**WORK ORDER:**
Check every line below for the string "masks". Copy the ones that have it.

**LISTED RECORDS:**
- - -

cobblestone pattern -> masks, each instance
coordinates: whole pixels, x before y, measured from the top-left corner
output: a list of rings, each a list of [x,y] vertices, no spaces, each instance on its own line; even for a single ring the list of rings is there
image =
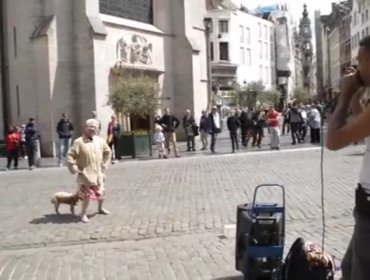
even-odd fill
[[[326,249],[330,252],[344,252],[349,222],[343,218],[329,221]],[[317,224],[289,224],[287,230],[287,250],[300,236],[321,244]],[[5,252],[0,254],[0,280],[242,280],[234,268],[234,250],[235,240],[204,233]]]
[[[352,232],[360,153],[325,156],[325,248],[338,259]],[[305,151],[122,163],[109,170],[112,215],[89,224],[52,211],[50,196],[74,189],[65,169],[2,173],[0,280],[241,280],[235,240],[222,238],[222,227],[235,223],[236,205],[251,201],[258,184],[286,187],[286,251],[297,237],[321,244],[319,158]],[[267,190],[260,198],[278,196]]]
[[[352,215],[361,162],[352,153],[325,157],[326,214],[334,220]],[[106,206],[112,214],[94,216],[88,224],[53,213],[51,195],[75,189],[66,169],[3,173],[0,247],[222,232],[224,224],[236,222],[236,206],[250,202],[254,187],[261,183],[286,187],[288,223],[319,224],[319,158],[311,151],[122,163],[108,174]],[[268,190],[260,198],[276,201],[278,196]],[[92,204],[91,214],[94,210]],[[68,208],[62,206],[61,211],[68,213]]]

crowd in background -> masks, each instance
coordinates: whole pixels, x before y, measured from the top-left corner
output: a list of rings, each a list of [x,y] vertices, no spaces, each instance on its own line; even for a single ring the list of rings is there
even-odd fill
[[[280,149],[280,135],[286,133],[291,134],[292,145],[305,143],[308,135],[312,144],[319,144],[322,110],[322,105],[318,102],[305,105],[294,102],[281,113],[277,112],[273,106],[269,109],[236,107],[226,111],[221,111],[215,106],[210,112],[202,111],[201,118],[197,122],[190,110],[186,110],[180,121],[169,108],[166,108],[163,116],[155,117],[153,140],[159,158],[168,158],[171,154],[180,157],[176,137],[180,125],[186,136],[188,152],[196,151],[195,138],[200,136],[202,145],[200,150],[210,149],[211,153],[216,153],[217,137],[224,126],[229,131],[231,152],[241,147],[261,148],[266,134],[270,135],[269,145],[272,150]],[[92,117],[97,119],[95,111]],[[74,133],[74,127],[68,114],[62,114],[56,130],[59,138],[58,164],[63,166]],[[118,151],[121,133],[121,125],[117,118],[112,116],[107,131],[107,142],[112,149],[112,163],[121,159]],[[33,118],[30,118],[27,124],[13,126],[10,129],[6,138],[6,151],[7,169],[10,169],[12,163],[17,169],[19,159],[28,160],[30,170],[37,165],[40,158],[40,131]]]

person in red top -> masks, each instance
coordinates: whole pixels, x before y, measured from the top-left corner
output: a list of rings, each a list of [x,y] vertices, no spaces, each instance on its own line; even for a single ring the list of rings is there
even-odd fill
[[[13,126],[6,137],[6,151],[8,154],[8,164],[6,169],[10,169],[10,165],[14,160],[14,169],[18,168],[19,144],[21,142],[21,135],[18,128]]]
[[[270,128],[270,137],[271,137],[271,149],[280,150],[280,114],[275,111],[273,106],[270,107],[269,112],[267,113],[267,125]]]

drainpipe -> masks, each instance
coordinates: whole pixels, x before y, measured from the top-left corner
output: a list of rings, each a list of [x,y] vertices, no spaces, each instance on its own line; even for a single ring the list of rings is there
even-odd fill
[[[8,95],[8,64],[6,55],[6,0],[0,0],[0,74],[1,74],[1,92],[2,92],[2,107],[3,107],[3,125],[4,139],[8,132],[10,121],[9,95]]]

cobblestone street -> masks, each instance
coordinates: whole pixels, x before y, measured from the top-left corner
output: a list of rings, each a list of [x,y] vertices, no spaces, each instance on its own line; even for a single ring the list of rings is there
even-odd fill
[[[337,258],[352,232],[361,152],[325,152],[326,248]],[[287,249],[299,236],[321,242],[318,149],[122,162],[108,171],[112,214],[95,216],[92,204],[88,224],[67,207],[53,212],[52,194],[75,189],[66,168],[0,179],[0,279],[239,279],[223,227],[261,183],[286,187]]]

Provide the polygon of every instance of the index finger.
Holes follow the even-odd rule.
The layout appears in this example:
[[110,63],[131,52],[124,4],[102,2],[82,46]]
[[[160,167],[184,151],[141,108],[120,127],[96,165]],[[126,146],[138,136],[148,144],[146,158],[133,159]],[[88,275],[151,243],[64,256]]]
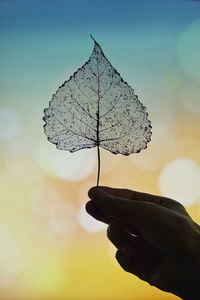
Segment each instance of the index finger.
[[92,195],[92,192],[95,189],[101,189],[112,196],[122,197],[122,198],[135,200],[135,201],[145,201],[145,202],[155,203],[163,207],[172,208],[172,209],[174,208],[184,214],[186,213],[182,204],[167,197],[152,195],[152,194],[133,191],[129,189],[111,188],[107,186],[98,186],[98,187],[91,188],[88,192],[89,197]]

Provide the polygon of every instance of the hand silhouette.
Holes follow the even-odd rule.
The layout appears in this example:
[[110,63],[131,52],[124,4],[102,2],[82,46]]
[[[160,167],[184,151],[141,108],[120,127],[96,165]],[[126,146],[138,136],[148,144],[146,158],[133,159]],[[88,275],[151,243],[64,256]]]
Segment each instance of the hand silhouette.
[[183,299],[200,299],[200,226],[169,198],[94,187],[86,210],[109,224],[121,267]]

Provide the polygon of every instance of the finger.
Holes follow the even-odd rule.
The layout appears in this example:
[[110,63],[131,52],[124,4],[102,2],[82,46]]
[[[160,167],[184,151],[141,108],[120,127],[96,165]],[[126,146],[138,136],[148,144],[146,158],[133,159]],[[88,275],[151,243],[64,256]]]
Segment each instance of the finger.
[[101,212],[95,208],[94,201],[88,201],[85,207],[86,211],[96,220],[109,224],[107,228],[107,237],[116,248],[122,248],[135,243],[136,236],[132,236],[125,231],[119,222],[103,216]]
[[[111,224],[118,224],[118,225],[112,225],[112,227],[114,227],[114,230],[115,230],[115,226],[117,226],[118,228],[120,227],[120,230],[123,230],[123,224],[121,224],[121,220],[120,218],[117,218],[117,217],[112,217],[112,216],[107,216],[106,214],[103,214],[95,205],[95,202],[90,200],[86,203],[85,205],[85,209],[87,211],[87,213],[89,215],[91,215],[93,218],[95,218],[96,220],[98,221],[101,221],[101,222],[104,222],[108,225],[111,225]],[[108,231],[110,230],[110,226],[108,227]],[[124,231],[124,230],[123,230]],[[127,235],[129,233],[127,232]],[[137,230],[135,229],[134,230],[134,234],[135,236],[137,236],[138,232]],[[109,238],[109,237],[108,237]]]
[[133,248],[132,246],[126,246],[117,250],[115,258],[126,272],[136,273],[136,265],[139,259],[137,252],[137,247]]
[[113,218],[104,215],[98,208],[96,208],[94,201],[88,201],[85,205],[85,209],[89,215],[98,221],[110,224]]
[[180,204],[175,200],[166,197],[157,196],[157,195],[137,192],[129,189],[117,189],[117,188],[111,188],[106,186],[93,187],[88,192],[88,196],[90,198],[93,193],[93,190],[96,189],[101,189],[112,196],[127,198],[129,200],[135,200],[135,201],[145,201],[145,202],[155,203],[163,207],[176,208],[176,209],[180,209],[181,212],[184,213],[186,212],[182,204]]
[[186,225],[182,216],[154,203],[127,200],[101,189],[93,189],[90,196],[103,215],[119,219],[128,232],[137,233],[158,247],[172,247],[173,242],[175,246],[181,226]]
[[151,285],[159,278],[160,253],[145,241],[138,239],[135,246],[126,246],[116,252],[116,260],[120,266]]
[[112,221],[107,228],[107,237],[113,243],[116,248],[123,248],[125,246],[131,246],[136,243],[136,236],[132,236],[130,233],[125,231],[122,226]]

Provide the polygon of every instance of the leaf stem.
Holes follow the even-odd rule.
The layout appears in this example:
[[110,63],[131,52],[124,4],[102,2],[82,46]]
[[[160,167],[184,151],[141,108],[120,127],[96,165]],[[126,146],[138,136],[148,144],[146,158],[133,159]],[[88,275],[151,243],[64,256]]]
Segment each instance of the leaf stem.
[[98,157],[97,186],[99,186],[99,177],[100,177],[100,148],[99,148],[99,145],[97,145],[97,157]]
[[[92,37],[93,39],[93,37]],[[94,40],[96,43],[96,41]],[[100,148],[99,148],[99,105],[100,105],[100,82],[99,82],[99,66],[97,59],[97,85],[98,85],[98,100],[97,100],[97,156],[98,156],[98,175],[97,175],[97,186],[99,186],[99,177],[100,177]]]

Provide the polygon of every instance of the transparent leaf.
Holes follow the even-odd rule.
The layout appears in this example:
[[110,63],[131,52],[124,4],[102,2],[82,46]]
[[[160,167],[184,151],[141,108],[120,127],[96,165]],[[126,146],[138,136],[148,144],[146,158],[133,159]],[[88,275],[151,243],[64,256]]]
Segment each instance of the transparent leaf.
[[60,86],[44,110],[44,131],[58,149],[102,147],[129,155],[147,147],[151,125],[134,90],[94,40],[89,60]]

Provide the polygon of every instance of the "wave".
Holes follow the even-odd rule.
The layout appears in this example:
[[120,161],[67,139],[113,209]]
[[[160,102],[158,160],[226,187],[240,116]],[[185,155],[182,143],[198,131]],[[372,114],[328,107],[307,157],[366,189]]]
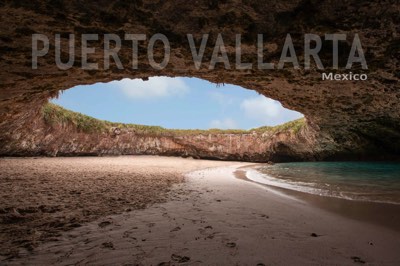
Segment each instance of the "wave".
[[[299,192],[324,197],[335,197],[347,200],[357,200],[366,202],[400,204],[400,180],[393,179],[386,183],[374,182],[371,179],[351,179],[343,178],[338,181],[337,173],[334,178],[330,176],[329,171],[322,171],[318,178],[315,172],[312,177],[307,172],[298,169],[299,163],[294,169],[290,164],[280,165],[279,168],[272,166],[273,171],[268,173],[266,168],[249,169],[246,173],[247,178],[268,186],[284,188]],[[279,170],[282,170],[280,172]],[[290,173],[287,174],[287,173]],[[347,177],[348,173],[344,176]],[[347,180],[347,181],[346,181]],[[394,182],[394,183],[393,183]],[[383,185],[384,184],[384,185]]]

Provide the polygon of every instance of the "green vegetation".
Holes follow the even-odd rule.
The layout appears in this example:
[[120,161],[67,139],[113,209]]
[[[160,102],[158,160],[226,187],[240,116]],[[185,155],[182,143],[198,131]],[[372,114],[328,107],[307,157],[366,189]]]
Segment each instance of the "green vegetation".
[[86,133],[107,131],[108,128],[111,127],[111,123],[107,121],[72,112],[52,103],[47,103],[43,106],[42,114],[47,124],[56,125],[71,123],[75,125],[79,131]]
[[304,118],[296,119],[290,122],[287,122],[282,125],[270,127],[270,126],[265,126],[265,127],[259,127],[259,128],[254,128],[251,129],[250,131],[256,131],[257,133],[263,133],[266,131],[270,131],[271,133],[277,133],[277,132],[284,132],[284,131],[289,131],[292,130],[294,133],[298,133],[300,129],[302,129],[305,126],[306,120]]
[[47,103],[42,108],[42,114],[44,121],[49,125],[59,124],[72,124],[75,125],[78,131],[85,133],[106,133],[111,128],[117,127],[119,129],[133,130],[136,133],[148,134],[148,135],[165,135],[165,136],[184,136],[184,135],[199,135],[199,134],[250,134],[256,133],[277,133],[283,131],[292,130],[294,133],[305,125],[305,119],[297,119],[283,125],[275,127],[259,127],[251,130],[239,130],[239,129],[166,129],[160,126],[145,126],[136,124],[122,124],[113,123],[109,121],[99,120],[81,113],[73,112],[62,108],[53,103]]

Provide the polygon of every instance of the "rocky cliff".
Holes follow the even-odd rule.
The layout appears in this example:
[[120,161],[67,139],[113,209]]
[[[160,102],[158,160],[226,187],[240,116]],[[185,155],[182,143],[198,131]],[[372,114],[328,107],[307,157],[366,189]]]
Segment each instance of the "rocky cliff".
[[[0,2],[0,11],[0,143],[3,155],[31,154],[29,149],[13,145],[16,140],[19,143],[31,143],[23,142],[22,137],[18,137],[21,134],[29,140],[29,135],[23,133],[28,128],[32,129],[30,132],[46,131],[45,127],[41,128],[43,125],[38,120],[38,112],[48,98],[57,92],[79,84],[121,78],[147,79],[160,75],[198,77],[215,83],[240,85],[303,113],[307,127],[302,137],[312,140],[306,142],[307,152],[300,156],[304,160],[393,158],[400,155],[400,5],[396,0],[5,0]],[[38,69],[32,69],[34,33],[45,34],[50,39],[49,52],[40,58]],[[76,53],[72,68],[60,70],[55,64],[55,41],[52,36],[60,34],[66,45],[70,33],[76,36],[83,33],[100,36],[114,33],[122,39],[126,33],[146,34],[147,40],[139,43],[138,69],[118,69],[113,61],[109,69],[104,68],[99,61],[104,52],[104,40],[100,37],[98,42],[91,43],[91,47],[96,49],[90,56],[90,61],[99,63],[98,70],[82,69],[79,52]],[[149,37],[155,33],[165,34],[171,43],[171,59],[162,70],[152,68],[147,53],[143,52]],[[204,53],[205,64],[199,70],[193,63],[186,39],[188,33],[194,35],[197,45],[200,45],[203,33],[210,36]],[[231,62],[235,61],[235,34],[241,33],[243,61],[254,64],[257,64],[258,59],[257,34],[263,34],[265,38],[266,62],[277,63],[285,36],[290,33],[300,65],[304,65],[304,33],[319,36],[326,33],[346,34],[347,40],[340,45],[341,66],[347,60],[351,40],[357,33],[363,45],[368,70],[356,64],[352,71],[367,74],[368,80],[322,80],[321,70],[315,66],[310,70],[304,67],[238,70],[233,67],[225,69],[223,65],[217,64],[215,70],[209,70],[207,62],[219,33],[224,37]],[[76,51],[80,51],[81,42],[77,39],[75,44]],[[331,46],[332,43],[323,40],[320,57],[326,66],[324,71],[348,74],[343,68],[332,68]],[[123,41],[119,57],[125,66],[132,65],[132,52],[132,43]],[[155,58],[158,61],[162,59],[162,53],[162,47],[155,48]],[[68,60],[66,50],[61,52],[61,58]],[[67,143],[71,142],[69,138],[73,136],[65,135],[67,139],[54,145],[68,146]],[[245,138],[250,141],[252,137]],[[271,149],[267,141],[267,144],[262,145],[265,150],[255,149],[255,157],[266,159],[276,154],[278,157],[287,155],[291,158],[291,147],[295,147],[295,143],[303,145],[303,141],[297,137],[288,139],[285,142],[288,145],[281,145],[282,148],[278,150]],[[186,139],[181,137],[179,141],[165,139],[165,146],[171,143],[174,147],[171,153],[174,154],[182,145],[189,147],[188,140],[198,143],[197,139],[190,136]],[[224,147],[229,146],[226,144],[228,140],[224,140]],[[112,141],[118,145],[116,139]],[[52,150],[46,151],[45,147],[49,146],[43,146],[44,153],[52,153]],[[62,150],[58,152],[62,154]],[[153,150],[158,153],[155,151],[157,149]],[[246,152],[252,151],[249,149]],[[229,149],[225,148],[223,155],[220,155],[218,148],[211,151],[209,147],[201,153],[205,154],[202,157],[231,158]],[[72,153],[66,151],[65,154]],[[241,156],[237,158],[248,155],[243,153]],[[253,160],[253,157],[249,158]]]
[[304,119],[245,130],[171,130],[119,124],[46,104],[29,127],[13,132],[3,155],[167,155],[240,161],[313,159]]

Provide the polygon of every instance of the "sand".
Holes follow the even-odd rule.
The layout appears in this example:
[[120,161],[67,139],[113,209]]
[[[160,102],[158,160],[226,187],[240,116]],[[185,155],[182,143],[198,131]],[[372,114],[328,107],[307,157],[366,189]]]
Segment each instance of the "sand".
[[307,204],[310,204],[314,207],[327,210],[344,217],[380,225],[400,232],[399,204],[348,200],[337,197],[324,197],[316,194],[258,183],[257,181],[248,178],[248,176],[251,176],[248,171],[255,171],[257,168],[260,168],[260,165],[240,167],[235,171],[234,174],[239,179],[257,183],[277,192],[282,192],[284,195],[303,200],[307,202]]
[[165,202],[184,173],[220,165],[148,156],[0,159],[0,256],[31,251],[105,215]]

- - -

**TASK OUTPUT:**
cobblestone pattern -> masks, each instance
crowd in background -> masks, each instance
person in red top -> masks, each instance
drainpipe -> masks, each instance
cobblestone street -> masks, each instance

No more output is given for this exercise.